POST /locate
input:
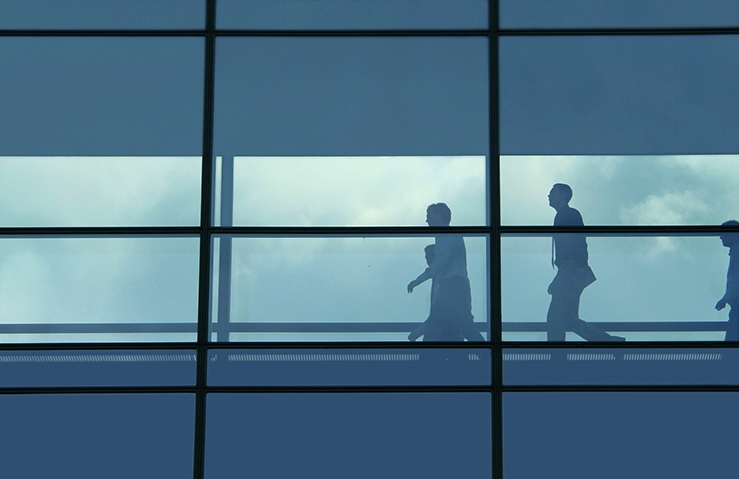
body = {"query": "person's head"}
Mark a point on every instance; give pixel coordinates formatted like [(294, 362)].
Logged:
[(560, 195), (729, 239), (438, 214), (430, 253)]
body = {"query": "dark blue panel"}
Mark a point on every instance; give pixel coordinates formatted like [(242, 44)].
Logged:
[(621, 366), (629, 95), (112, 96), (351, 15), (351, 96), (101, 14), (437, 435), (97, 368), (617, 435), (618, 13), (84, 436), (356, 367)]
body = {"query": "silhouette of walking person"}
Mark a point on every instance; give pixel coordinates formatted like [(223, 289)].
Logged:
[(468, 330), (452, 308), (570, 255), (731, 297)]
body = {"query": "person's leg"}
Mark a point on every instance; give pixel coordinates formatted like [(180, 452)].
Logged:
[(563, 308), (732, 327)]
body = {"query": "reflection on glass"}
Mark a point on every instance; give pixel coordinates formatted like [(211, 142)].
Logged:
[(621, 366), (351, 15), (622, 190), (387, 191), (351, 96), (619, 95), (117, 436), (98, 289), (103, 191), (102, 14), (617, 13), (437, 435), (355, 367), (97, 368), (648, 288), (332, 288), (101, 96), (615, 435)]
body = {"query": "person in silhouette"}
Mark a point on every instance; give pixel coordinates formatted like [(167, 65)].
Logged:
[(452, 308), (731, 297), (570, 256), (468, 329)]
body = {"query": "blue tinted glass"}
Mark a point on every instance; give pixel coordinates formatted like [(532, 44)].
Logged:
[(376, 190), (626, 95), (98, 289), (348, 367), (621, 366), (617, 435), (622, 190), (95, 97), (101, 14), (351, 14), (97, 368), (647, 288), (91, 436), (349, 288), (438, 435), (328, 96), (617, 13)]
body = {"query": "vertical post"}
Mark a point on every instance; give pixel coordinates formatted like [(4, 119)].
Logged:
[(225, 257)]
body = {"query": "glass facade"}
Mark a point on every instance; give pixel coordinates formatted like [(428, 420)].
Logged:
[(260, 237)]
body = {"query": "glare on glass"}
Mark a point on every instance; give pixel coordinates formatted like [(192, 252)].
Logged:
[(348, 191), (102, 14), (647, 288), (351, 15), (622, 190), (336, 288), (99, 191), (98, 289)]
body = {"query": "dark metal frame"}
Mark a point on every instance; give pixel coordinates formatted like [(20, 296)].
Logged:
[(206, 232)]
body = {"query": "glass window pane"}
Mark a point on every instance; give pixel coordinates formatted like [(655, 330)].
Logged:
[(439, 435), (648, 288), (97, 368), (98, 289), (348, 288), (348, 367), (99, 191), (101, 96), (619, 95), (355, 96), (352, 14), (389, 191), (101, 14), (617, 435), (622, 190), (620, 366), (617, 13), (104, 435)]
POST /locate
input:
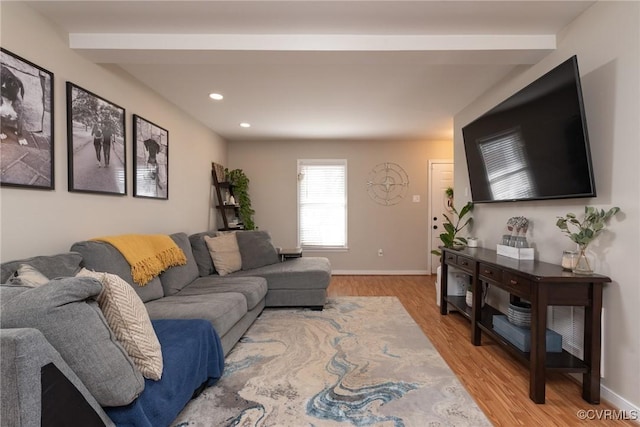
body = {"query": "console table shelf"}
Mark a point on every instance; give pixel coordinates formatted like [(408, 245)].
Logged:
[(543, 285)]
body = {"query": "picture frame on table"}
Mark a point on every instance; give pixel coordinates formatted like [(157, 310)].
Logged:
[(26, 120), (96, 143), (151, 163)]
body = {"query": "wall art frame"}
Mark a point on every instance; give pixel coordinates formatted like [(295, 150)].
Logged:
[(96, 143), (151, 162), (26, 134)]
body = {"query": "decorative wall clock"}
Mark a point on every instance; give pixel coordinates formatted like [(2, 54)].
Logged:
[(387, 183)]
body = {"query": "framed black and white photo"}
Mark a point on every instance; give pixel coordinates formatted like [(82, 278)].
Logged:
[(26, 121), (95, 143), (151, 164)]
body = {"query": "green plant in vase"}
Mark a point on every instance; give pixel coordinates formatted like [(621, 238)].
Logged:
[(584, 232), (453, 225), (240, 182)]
━━━━━━━━━━
• Instructies:
Schrijf alle bovenstaande regels letterlijk over, maar laat de afbeeldingen weg.

• Schriftelijk antwoord:
POST /locate
input:
body = {"query": "person's head"}
Mark a point on every instance; give pixel coordinates formatted like [(294, 362)].
Logged:
[(560, 195), (729, 239), (438, 214), (430, 253)]
body = {"query": "dark blue panel"}
Mark a point on every instance; give pixel coordinates formatted like [(242, 44)].
Logged:
[(621, 366), (629, 95), (112, 96), (351, 15), (351, 96), (101, 14), (437, 435), (97, 368), (617, 435), (618, 13), (84, 436), (356, 367)]
body = {"query": "silhouette of walking person"}
Mark a point on every instance; give pixel coordinates formatted like [(223, 289)].
Logged:
[(468, 330), (452, 308), (570, 255), (731, 297)]
body = {"query": "person's leg"}
Mark a point on every instance; give pixel coordinates formatted like [(180, 452)].
Logged:
[(563, 308), (732, 327)]
body = {"query": "reflection on glass"}
Mark a point on every instance; give pixel coordinates formatted like [(211, 142)].
Logged:
[(621, 366), (351, 15), (622, 190), (387, 191), (351, 96), (619, 95), (117, 436), (98, 289), (103, 191), (102, 14), (617, 13), (437, 435), (355, 367), (97, 368), (648, 288), (332, 288), (101, 96), (615, 435)]
body = {"query": "person in silhouette"}
Mark a point on every instance; give pixel coordinates formatted like [(167, 65)].
Logged:
[(452, 308), (731, 297), (570, 256), (468, 329)]
body = {"query": "blue tinted glass"}
Mark a point on every instance; give pixel coordinates formatted like [(532, 44)].
Logged:
[(376, 190), (626, 95), (98, 289), (348, 367), (621, 366), (617, 435), (622, 190), (95, 97), (101, 14), (351, 14), (97, 368), (647, 288), (91, 436), (349, 288), (438, 435), (328, 96), (617, 13)]
body = {"query": "vertical post"}
Mark a point on every instance; give pixel coordinates formatted like [(4, 119)].
Logged:
[(225, 257)]
body = {"query": "glass facade"}
Mark a point on every instance; give pixel coordinates formatted like [(428, 420)].
Logged:
[(260, 237)]
body = {"query": "glare on glass"}
Mark a point on every instance; give pixel coordinates formatted like [(192, 252)].
Logged:
[(348, 191), (102, 14), (647, 288), (351, 15), (622, 190), (336, 288), (99, 191), (98, 289)]
body = {"query": "dark metal frame"}
Mark a point on every instance; give pixel coordinates formatted like [(20, 296)].
Logged:
[(206, 232)]
body = {"query": "glass window pane"}
Mark a point on every instance; give pixel coordinates formatted like [(655, 330)].
Logged:
[(439, 435), (648, 288), (97, 368), (98, 289), (348, 288), (348, 367), (99, 191), (101, 96), (619, 95), (355, 96), (352, 14), (389, 191), (101, 14), (617, 435), (622, 190), (620, 366), (617, 13), (104, 435)]
POST /locate
input:
body = {"query": "console table shelf"}
Mark a point on every instance; give pixel coordinates formatted like [(408, 245)].
Logged:
[(543, 285)]
body = {"query": "picture frame on table"}
Mark a point on every instance; give pixel coordinates formatted like [(157, 310)].
Logged:
[(26, 120), (96, 143), (151, 163)]
body = {"query": "wall art frame"}
Mark a point on every instance; give pixel coordinates formatted like [(295, 150)].
Logged:
[(96, 143), (151, 162), (26, 134)]
body = {"query": "decorative wall clock"}
Mark a point on every instance; give pixel coordinates formatted like [(2, 54)].
Logged:
[(387, 183)]
body = {"query": "framed black and white photo"}
Mark a point on every instance; give pixel coordinates formatted like [(82, 278)].
Logged:
[(26, 121), (95, 143), (151, 164)]
body = {"query": "green plant in vase"}
Mark a point on every instance; give pixel coordinates formatted like [(621, 238)].
Logged:
[(584, 232), (453, 225), (240, 182)]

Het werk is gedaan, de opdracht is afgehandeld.